=== Given text ===
____________

Brown and Rowe JJ. concurred in the result but reached it by a different route. In their view, “[t]he question of whether the arbitrator had the authority to decide on Dr. Guérin’s matter was…clearly jurisdictional” (at para. 70). However, as is often the case in delineating matters that go to jurisdiction and those that go to the merits, the conclusion is based more on assertion than on logic (see, e.g. the rhetoric in para. 70). Brown and Rowe JJ.’s real reason and justification for identifying a “true” question of jurisdiction that had to be answered correctly (at para. 71) can be found in the following passage:
The matter raised by Dr. Guérin — specifically, a dispute concerning how the agreement between the Fédération des médecins spécialistes du Québec (“Fédération”) and the Minister of Health and Social Services operated with respect to his facility — was clearly a “dispute resulting from the interpretation or application of an agreement” (at para. 71, my emphasis).
For Brown and Rowe JJ., the question before the arbitrator required a particular answer. But the concept of jurisdiction is not doing any analytical work here. Their conclusion is driven by their interpretation of the statute and agreement: only one answer was possible and, as a result, the arbitrator had to give the correct answer. Again, however, this does not demonstrate that the question was jurisdictional. It simply demonstrates that, on Brown and Rowe JJ.’s interpretation, the range of possible, acceptable outcomes contained only one possibility. Indeed, it would have been possible for Brown and Rowe JJ. to have come to precisely the same conclusion by applying a reasonableness standard: that the range of reasonable outcomes contained only one possible, acceptable interpretation.

____________

=== Questions to answer ===
a - Rewrite the commentary starting with "For Brown and Rowe JJ., the" and going on through "possible, acceptable interpretation.", with "the arbitrator" replaced by "the adjudicator".
b - According to the commentary, which two parties made the agreement at the center of Dr. Guérin's dispute?
c - Write the next part of the commentary on Brown and Rowe JJ.'s reasoning about jurisdiction, picking up after its final sentence.

Extracted records
____________

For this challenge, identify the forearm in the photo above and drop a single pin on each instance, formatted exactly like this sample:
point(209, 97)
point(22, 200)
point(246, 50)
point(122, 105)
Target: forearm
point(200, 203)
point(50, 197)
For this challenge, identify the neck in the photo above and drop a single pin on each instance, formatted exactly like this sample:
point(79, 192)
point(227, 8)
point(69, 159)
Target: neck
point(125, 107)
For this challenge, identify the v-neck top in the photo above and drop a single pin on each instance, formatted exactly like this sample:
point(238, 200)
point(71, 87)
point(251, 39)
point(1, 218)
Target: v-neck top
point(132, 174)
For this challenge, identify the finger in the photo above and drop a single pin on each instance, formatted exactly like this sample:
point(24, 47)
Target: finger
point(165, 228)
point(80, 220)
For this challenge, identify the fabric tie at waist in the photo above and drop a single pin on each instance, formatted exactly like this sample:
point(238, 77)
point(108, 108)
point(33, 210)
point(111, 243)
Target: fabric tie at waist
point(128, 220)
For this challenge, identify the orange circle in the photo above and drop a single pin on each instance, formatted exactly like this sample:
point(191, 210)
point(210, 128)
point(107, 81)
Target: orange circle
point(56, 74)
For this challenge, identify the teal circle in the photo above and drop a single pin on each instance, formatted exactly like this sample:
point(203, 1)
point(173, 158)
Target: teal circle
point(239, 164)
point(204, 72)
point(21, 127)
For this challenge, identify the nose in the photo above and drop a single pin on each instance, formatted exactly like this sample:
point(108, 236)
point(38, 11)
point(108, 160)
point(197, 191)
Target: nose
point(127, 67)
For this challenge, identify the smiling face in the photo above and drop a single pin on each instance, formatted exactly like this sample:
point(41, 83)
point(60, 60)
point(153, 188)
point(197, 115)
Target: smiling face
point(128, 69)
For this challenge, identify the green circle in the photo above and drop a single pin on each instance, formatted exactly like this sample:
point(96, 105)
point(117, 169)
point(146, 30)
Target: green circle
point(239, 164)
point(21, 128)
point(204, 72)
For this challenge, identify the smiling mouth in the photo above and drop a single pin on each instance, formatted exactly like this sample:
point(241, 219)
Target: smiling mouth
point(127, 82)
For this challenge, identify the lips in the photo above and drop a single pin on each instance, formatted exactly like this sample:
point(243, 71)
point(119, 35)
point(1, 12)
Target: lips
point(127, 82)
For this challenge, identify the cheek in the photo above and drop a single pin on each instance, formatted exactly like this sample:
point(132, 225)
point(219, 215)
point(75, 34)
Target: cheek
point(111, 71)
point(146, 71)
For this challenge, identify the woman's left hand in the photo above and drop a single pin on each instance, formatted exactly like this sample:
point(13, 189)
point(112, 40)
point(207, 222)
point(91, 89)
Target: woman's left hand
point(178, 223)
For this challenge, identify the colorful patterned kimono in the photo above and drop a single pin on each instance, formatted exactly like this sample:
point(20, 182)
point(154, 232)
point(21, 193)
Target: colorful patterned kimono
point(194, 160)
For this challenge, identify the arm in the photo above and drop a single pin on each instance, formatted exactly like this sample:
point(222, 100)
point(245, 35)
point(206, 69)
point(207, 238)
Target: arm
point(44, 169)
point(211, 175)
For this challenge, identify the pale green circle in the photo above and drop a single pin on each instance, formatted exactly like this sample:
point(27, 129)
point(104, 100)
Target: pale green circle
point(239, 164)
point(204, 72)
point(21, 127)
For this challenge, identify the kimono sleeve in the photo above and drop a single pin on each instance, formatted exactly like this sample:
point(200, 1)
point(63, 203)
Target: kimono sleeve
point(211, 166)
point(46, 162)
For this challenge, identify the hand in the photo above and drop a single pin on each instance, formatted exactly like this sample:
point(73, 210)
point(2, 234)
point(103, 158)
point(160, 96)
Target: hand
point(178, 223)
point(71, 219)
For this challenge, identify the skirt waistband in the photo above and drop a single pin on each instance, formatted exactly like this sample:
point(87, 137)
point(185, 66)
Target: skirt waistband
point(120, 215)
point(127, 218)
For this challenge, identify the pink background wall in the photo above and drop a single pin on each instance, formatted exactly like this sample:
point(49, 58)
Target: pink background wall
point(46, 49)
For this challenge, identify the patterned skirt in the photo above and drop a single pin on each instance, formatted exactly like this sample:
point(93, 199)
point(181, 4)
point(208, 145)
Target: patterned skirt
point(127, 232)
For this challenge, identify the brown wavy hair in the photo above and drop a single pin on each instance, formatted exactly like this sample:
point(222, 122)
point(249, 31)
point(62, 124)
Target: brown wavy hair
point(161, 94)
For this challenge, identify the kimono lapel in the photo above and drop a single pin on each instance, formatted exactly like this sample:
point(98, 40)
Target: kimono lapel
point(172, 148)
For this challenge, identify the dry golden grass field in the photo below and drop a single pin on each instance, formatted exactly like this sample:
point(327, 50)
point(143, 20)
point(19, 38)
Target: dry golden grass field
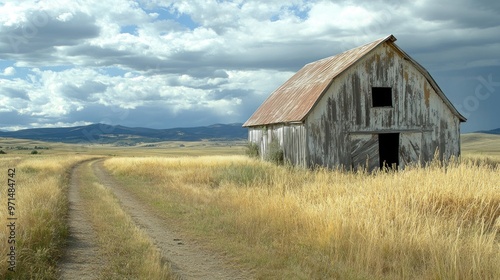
point(434, 222)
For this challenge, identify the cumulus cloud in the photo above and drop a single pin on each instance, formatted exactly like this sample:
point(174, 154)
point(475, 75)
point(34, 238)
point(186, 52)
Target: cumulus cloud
point(9, 71)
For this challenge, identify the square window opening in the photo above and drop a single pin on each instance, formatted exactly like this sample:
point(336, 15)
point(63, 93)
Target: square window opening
point(382, 97)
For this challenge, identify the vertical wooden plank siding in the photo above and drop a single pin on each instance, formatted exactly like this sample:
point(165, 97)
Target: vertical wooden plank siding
point(342, 127)
point(418, 113)
point(292, 139)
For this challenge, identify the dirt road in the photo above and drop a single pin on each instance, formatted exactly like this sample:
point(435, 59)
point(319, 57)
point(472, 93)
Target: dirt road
point(188, 260)
point(82, 259)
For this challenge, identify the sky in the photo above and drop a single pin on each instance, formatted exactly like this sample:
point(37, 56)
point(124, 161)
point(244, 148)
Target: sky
point(164, 64)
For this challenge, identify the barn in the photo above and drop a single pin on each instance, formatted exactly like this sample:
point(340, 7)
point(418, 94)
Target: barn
point(368, 106)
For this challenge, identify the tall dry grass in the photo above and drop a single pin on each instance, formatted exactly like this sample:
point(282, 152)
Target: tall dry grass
point(437, 222)
point(41, 207)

____________

=== Results for the exercise ===
a -
For Brown and Rowe JJ., the question before the adjudicator required a particular answer. But the concept of jurisdiction is not doing any analytical work here. Their conclusion is driven by their interpretation of the statute and agreement: only one answer was possible and, as a result, the adjudicator had to give the correct answer. Again, however, this does not demonstrate that the question was jurisdictional. It simply demonstrates that, on Brown and Rowe JJ.’s interpretation, the range of possible, acceptable outcomes contained only one possibility. Indeed, it would have been possible for Brown and Rowe JJ. to have come to precisely the same conclusion by applying a reasonableness standard: that the range of reasonable outcomes contained only one possible, acceptable interpretation.

b - The Fédération des médecins spécialistes du Québec and the Minister of Health and Social Services.

c -
Lest it be thought that I am reading too much into paragraphs 70 and 71, Brown and Rowe JJ.’s discussion of Dr. Guérin’s standing to bring the claim to arbitration is analytically identical to their discussion of jurisdiction. Here, Brown and Rowe JJ. agreed with the majority that a reasonableness standard applied. They distinguished Northrop Grumman Overseas Services Corp. v. Canada (Attorney General), 2009 SCC 50, [2009] 3 SCR 309, in which a standing issue had been treated as jurisdictional. In that case, they reasoned, the statute “explicitly restricted the class of suppliers which could bring a complaint” (at para. 79, my emphasis). Here, by contrast, the arbitrator’s decision on standing was “reviewable for reasonableness, but principally because the jurisdiction of councils of arbitration is not statutorily confined…to hearing matters brought from certain classes of persons” (at para. 81):
The passive text in s. 54 of “is submitted” (“est soumis”), unaccompanied by any qualification upon who does the actual “submitting”, stands in contrast to the language of the statutory grant in Northrop Grumman (“Canadian supplier”) (at para. 81).
As with the discussion of jurisdiction, the analytical work here is being done by Brown and Rowe JJ.’s interpretation of the statutory provisions, which, on the standing question, gave the arbitrator some interpretive scope.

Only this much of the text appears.